TEXT SHOWN:

The District asserts three main arguments for dismissing plaintiff's complaint for lack of subject matter jurisdiction: (1) Eleventh Amendment immunity (2) inapplicability of the LMRA and the NLRA to the District, and (3) plaintiff's failure to exhaust his administrative remedies.

The Eleventh Amendment of the United States Constitution restricts federal judicial power from extending to "any suit . . . commenced or prosecuted against one of the United States by citizens of another State, or by citizens or subjects of any foreign state." U.S. Const. Amend. XI. The Supreme Court expanded the Eleventh Amendment's restrictions to extend to a suit brought against a state by one of her own citizens. See Monaco v. Mississippi, 292 U.S. 313, 322 (1934).

DATA:
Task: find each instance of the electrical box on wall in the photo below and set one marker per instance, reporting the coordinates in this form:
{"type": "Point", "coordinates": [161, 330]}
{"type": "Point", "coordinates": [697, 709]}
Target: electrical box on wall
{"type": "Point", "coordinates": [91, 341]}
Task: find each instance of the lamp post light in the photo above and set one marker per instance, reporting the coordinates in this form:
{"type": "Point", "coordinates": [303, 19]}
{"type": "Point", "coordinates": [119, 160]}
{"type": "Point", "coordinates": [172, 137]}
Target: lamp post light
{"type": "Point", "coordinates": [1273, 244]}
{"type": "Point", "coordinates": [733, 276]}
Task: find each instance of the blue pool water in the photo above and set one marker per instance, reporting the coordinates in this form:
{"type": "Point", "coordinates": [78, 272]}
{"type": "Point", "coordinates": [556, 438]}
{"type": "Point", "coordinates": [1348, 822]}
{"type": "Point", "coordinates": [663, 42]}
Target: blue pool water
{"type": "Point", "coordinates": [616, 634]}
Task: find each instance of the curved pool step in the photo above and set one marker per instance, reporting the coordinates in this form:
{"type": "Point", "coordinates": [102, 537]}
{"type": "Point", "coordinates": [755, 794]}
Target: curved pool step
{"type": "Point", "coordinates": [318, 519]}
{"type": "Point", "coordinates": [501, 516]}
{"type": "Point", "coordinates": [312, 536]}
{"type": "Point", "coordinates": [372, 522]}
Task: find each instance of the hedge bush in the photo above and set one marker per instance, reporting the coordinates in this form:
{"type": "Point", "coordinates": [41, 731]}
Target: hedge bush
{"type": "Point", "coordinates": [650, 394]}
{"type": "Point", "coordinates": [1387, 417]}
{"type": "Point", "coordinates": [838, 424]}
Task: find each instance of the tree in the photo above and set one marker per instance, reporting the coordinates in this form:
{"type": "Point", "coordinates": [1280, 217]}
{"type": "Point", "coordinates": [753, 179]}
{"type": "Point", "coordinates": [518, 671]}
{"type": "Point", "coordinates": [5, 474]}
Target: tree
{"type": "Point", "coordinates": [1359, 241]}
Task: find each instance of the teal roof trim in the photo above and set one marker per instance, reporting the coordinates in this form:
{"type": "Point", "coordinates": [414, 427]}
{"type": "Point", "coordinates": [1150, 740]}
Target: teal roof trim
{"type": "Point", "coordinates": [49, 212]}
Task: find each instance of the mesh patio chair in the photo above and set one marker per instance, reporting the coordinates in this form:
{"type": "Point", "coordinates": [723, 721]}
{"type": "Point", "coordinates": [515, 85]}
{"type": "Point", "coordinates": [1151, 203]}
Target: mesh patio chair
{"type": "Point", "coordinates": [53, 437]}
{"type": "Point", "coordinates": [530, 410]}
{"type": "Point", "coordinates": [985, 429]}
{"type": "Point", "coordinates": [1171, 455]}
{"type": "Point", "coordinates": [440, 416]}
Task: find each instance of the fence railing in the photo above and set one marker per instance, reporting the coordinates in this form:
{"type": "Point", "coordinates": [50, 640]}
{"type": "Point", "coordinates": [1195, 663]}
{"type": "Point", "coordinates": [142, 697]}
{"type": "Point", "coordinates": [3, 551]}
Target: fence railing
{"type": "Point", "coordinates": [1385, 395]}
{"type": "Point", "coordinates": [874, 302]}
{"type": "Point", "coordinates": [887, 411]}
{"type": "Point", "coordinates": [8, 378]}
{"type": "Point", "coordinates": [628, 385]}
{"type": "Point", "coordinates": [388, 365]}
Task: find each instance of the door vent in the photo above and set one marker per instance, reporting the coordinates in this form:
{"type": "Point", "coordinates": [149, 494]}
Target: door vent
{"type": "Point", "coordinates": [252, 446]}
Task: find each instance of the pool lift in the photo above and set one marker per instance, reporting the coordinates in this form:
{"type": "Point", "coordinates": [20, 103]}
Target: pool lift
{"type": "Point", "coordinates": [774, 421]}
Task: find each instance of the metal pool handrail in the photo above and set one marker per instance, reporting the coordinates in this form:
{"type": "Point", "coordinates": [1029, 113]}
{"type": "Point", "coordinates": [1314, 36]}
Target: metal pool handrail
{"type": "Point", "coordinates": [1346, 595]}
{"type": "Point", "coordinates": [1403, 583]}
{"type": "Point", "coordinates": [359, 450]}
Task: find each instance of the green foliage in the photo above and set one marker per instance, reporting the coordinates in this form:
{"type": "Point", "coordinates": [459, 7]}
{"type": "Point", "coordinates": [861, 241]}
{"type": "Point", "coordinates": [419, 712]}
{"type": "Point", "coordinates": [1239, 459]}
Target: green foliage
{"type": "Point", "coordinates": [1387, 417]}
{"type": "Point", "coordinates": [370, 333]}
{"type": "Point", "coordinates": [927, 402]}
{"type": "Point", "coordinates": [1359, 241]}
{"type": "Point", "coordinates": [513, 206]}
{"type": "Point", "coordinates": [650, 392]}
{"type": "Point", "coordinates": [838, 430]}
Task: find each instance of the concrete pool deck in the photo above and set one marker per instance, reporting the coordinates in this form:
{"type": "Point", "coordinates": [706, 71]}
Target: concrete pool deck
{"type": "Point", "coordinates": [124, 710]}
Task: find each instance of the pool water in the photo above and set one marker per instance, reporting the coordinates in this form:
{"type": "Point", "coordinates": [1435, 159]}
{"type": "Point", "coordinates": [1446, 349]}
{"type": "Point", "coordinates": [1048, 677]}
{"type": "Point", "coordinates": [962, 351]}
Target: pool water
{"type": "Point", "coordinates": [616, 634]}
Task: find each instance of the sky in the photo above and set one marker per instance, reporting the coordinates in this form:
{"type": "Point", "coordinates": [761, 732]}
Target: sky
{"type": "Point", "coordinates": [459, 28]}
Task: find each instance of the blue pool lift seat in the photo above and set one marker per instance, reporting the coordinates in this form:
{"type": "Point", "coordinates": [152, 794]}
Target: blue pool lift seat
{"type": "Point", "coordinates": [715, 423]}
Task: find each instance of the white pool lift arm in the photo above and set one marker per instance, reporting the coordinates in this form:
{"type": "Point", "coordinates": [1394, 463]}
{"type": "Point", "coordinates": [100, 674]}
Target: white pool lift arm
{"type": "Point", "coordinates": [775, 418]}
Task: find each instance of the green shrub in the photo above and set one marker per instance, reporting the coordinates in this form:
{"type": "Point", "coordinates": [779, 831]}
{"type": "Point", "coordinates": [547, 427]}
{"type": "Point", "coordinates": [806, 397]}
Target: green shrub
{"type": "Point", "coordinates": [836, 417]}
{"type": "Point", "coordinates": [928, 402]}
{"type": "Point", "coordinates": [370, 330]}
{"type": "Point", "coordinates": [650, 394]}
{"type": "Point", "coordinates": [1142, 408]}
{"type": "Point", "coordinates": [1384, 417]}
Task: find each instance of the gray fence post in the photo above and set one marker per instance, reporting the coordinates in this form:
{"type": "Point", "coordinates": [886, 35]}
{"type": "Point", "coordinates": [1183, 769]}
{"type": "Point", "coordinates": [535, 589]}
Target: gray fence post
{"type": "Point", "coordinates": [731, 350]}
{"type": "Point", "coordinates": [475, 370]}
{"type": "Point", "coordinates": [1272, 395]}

OBJECTIVE:
Answer these questions about the text on the District's motion to dismiss.
(a) Which two statutes does the District claim do not apply to it?
(b) What is the third argument the District raises for dismissal?
(c) Which case is cited for extending the Eleventh Amendment to suits brought against a state by its own citizens?

WORKED ANSWER:
(a) The LMRA and the NLRA.
(b) The plaintiff's failure to exhaust his administrative remedies.
(c) Monaco v. Mississippi, 292 U.S. 313, 322 (1934).